▸ **Stated exercise**
Render the lines below as a JSON list of strings, one string per line, with blank lines omitted. Leave the pictures out of the answer.

▸ **Data supplied**
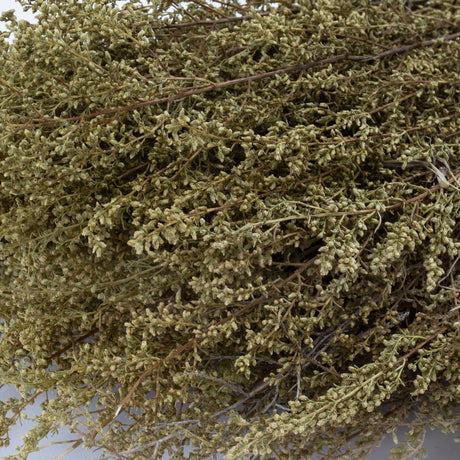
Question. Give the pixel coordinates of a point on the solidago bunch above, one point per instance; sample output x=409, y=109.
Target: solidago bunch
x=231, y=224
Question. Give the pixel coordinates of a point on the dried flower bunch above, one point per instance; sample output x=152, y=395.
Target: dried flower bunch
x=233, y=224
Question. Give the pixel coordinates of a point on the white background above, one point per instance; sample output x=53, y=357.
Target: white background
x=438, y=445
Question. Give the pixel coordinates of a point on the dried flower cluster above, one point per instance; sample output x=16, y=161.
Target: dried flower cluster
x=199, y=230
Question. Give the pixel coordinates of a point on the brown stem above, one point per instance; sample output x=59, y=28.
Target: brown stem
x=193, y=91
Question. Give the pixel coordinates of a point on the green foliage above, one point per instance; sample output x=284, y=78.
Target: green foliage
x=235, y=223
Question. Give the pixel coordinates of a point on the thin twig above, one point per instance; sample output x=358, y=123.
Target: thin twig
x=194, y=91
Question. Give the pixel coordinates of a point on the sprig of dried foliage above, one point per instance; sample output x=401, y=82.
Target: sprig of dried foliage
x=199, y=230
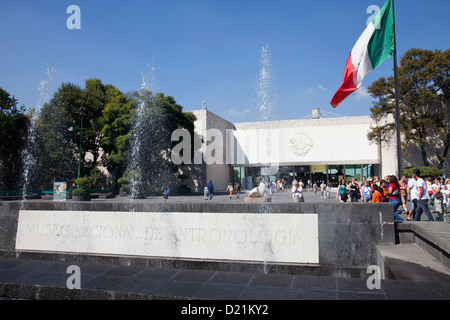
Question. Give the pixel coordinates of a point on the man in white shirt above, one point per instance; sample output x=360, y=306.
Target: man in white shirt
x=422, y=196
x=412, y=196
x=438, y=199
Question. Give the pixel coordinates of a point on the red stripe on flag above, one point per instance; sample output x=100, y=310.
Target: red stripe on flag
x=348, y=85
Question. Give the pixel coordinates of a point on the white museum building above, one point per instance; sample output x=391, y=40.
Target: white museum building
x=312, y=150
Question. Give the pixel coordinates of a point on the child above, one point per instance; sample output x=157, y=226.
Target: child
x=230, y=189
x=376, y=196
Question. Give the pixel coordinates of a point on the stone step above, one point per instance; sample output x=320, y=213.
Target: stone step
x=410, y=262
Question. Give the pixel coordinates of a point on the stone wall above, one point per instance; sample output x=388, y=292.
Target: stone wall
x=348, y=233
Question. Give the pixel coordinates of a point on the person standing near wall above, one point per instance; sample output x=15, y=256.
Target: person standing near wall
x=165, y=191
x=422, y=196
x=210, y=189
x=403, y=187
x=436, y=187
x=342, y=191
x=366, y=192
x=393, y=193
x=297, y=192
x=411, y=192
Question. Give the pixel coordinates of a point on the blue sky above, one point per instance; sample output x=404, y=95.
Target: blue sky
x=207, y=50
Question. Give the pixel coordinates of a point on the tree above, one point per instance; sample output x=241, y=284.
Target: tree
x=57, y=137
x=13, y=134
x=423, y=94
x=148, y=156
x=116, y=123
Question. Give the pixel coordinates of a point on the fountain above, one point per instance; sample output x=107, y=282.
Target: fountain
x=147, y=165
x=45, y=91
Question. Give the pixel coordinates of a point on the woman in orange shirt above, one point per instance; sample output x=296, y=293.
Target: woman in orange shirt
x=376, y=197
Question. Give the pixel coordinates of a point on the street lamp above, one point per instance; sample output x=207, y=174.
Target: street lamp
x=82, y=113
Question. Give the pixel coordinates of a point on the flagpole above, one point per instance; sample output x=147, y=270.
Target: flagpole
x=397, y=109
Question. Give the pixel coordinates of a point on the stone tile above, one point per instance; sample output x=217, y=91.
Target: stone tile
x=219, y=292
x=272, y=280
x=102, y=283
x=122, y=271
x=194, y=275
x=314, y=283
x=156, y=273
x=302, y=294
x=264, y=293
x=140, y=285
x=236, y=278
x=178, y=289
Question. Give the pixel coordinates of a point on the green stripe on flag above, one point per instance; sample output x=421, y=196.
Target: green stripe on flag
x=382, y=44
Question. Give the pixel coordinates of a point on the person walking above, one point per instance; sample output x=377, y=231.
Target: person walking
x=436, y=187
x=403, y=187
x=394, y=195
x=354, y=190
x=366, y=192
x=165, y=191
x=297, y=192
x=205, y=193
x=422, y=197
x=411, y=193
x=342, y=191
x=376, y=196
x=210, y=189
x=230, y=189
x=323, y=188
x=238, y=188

▸ **Solution**
[
  "Question. Give the pixel coordinates of a point on the solidago bunch above, one point per instance; sample output x=409, y=109.",
  "Target: solidago bunch",
  "x=231, y=224",
  "Question. Give the pixel coordinates of a point on the dried flower bunch above, one point per instance; sample output x=152, y=395.",
  "Target: dried flower bunch",
  "x=233, y=224",
  "Question. Give the pixel coordinates of a point on the white background above, one point per instance; sample output x=53, y=357.",
  "Target: white background",
  "x=438, y=445",
  "Question. Give the pixel coordinates of a point on the dried flower cluster above, one point per instance; sample output x=16, y=161.",
  "Target: dried flower cluster",
  "x=199, y=230",
  "Question. Give the pixel coordinates of a point on the brown stem above, one point per instance; sample output x=59, y=28.",
  "Target: brown stem",
  "x=193, y=91",
  "Question. Give the pixel coordinates of a point on the green foliage above, one point per instance; sample output x=284, y=78.",
  "Target: green foliage",
  "x=235, y=223",
  "Question. Give the pixel coordinates of a point on the thin twig above, one point per instance; sample output x=358, y=123.",
  "Target: thin twig",
  "x=194, y=91",
  "Question. Give the pixel coordinates of a point on the sprig of dried foliage above, one point per instance; sample output x=401, y=82.",
  "Target: sprig of dried foliage",
  "x=199, y=230",
  "Question. Give the pixel coordinates of a point on the man in white shirt above, one point per instance; sample output x=360, y=306.",
  "Target: man in white shirt",
  "x=422, y=196",
  "x=412, y=196",
  "x=438, y=199",
  "Question. Give the pixel coordinates of a point on the red stripe on flag above, one point per instance; sample output x=100, y=310.",
  "Target: red stripe on flag",
  "x=348, y=85",
  "Question. Give the pixel coordinates of a point on the white museum building above, one point per instance; sample output x=391, y=40.",
  "Target: white museum building",
  "x=312, y=150",
  "Question. Give the pixel coordinates of a point on the child above, one point per instance; sample output x=157, y=226.",
  "Target: child",
  "x=230, y=189",
  "x=376, y=196",
  "Question. Give the pixel coordinates of a point on the stone step above, one point per instance; sample output x=320, y=213.",
  "Target: stone step",
  "x=410, y=262",
  "Question. Give the pixel coordinates of a point on the stone wall above, one point per instance; sample output x=388, y=292.",
  "Target: stone wall",
  "x=348, y=233",
  "Question. Give the pixel coordinates of a point on the person standing near wall above, one point per instance; sample output x=15, y=256.",
  "Target: person standing near wall",
  "x=165, y=191",
  "x=422, y=196",
  "x=210, y=189",
  "x=403, y=187",
  "x=436, y=187",
  "x=342, y=191",
  "x=366, y=192",
  "x=393, y=193",
  "x=297, y=192",
  "x=411, y=192",
  "Question. Give the pixel coordinates of a point on the blue sky above, one point per instance; sample output x=404, y=95.",
  "Target: blue sky",
  "x=207, y=50",
  "Question. Give the pixel coordinates of a point on the tree above, one point per instance; sample output x=241, y=284.",
  "Target: tree",
  "x=57, y=137",
  "x=13, y=134",
  "x=423, y=94",
  "x=148, y=156",
  "x=116, y=123",
  "Question. Give the pixel coordinates of a point on the fountain above, one point per instance; sample output x=107, y=282.",
  "Target: fountain",
  "x=147, y=165",
  "x=45, y=91",
  "Question. Give the pixel coordinates of a point on the woman in orange shirt above, one point per instance; sample output x=296, y=293.",
  "Target: woman in orange shirt",
  "x=376, y=197",
  "Question. Give the pixel coordinates of a point on the street lamp above, one point per instance; sample output x=207, y=174.",
  "Target: street lamp",
  "x=82, y=113",
  "Question. Give the pixel coordinates of a point on the flagpole above, one point per instance; sample output x=147, y=270.",
  "Target: flagpole",
  "x=397, y=109",
  "Question. Give the pixel coordinates of a point on the stone tile above, one point per instance; sample output x=217, y=91.",
  "Target: stone tile",
  "x=219, y=292",
  "x=272, y=280",
  "x=102, y=283",
  "x=122, y=271",
  "x=194, y=275",
  "x=314, y=283",
  "x=156, y=273",
  "x=302, y=294",
  "x=264, y=293",
  "x=140, y=285",
  "x=236, y=278",
  "x=178, y=289",
  "Question. Give the pixel coordinates of a point on the green stripe on flag above, one point per instance; sample output x=421, y=196.",
  "Target: green stripe on flag",
  "x=382, y=44",
  "Question. Give the pixel coordinates of a point on the person walking above, one point per instance; sample output x=377, y=231.",
  "Target: person walking",
  "x=436, y=187",
  "x=403, y=187",
  "x=394, y=195",
  "x=354, y=190",
  "x=366, y=192",
  "x=165, y=191",
  "x=297, y=192",
  "x=205, y=193",
  "x=422, y=197",
  "x=411, y=193",
  "x=342, y=191",
  "x=376, y=196",
  "x=210, y=189",
  "x=230, y=189",
  "x=323, y=188",
  "x=238, y=188"
]